§ **Ihre Aufgabe**: Schreiben Sie sämtliche folgenden Einträge Zeile für Zeile unverändert ab.

[Datensatzauszüge mit Box-Beschriftungen]
★ ★ ★ ★ ★ ★ ★

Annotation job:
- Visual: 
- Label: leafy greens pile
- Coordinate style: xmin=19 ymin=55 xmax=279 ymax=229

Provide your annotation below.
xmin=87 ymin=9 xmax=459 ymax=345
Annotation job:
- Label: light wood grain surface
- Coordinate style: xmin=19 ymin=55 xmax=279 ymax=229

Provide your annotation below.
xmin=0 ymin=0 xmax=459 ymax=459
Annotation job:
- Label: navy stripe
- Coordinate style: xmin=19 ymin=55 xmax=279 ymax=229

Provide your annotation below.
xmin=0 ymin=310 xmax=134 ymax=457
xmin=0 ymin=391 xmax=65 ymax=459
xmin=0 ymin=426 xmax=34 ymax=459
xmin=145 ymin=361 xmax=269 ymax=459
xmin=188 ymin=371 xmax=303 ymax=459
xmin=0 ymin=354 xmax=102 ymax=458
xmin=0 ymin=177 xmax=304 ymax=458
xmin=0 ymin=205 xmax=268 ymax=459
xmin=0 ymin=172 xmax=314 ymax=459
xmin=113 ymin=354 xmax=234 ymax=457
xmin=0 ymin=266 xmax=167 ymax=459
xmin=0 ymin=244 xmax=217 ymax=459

★ ★ ★ ★ ★ ★ ★

§ **Lösung der Übung**:
Annotation job:
- Visual: 
- Label: leafy greens pile
- Coordinate style: xmin=19 ymin=55 xmax=279 ymax=229

Provide your annotation below.
xmin=87 ymin=9 xmax=459 ymax=345
Annotation job:
- Label: light wood grain surface
- Coordinate style: xmin=19 ymin=55 xmax=279 ymax=229

Provide your annotation below.
xmin=0 ymin=0 xmax=459 ymax=459
Annotation job:
- Label: navy stripe
- Coordinate style: xmin=19 ymin=55 xmax=279 ymax=229

Provide your annotation below.
xmin=0 ymin=310 xmax=134 ymax=457
xmin=0 ymin=391 xmax=65 ymax=459
xmin=0 ymin=426 xmax=34 ymax=459
xmin=145 ymin=361 xmax=269 ymax=459
xmin=188 ymin=371 xmax=303 ymax=459
xmin=0 ymin=354 xmax=102 ymax=458
xmin=0 ymin=177 xmax=304 ymax=458
xmin=0 ymin=205 xmax=268 ymax=459
xmin=0 ymin=172 xmax=314 ymax=459
xmin=113 ymin=354 xmax=234 ymax=457
xmin=0 ymin=266 xmax=167 ymax=459
xmin=0 ymin=244 xmax=217 ymax=459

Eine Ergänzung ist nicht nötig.